>> Begin Quoted text

Vande Mataram () is a 1985 Indian Telugu-language film written and directed by T. Krishna, and produced Krishna Chitra. It stars Vijayashanti and  Rajasekhar, with music composed by Chakravarthy. The film is the debut of actor Rajasekhar into the Telugu film industry.

The popular song Vandemataram in the film, written by C. Narayana Reddy was first written much earlier, published in a magazine, made popular by singers of Praja Natya Mandali. The singer Srinivas who sang the song was later called Vandemataram Srinivas. The film won two Nandi Awards.

Cast

 Vijayashanti as Shanthi 
 Dr. Rajashekar as Satyam
 Rajendra Prasad as Dr.G. N. Kal /Nukaal
 Kota Srinivasa Rao as Govindaiah
 Suthi Veerabhadra Rao 
 Suthi Velu as Lakchanna
 Sakshi Ranga Rao as Brahmaiah
 P. L. Narayana as Manikyam
 Narra Venkateswara Rao as Eeswaraiah
 Saikumar
 Saichand as Maridaiah
 Benerjee  
 Ramaraju
 Bhimeswara Rao as Bhushanam
 Chitti Babu as Papaiah
 Ramana Reddy 
 Pushpa Kumari
 Dubbing Janaki as Mahalakshmi
 Lakshmi Priya
 Shaheeda 
 Bindu Madhavi 
 Devi as Seetalu
 Vaani as Kamalamma
 Nirmalamma as Satyam's grandmother
 Jayamalini as item number
 Anuradha as item number

Soundtrack

Music composed by Chakravarthy. Lyrics were written by C. Narayana Reddy, Dasam Gopalakrishna (Allatappa) and Adrushta Deepak (Naa Peru Palleturu). Music released on AVM Audio Company.

>> End Quoted text

**Task 1:**
Which actor made his Telugu film debut in the 1985 film described in the article?
The film article and the records come from separate, unrelated sources.

>> Begin Records shown

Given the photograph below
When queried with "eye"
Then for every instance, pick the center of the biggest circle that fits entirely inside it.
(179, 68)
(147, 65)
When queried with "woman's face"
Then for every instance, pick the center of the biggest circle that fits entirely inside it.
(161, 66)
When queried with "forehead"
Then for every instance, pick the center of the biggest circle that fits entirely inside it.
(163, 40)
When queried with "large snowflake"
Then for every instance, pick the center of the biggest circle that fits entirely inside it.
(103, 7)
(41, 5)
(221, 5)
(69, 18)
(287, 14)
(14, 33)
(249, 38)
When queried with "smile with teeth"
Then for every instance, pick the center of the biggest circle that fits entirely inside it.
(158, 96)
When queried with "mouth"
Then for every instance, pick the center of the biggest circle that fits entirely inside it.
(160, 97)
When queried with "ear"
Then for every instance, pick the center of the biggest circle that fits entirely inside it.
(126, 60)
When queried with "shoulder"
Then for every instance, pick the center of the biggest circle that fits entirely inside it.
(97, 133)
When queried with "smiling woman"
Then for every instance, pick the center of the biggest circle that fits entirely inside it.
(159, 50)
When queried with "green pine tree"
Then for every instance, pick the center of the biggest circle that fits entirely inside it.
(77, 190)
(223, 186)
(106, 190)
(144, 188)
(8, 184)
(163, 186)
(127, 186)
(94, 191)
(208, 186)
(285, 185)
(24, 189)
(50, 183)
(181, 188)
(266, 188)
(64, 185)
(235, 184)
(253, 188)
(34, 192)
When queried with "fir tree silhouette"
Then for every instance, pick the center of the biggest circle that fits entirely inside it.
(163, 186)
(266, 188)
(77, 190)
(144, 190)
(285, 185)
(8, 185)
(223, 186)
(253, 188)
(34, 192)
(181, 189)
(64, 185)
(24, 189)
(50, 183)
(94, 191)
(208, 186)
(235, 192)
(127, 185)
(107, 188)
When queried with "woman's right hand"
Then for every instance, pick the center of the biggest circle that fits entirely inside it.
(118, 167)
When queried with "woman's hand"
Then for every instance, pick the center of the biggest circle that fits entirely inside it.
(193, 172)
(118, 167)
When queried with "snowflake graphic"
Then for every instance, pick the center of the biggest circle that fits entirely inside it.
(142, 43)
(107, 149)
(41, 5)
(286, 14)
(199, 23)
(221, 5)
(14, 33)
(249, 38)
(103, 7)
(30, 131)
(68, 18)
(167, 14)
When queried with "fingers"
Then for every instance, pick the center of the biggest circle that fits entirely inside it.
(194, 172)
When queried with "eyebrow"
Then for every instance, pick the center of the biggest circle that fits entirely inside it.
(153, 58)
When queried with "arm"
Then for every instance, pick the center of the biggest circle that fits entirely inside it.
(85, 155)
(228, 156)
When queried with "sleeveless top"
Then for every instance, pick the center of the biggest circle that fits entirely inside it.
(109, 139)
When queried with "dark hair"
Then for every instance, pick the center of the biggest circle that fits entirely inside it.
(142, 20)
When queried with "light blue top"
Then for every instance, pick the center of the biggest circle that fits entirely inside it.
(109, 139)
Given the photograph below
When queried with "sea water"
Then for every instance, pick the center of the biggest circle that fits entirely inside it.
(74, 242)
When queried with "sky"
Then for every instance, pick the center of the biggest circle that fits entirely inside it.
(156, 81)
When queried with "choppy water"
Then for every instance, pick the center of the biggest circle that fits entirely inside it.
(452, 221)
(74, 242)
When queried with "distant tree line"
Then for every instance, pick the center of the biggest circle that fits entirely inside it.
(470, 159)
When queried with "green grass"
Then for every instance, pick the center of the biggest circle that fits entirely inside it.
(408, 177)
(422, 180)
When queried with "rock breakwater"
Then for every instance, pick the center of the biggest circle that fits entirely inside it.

>> End Records shown

**Task 2:**
Collect every line of the records that contains the word "hand".

**Exercise response 1:**
Rajasekhar

**Exercise response 2:**
When queried with "woman's right hand"
When queried with "woman's hand"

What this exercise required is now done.